__Directions__.
Write the following entries out again exactly, skipping each image.

__Supplied information__.
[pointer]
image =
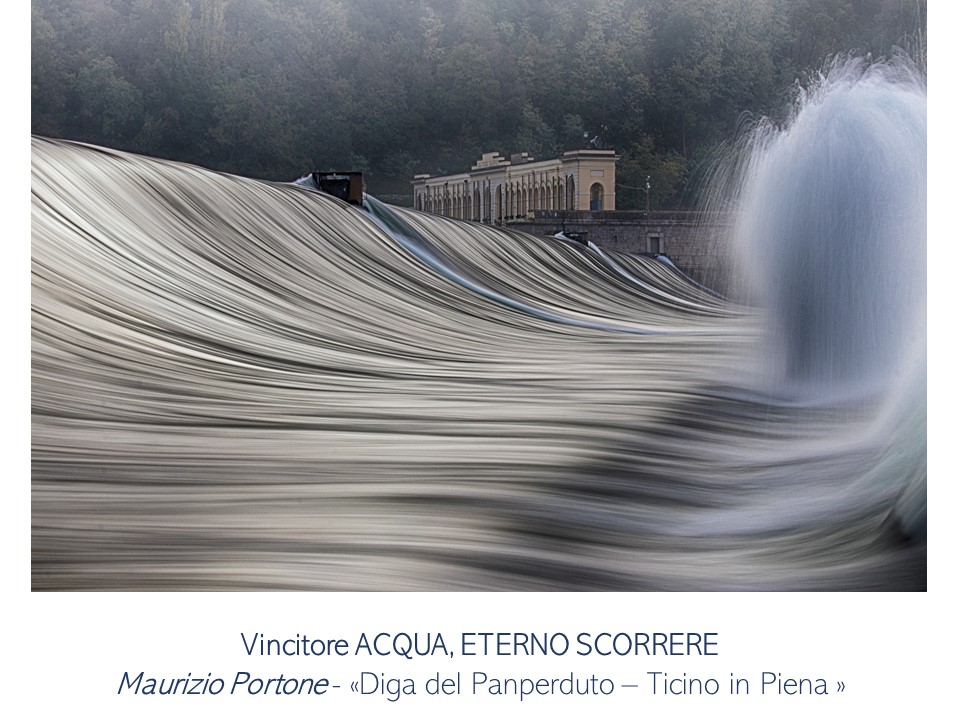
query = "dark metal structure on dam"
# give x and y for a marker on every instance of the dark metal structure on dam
(696, 242)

__Answer for the task__.
[pointer]
image =
query = "dark metal structure on dam"
# give x and y for a marker on every instance of the dark metal structure on dam
(696, 242)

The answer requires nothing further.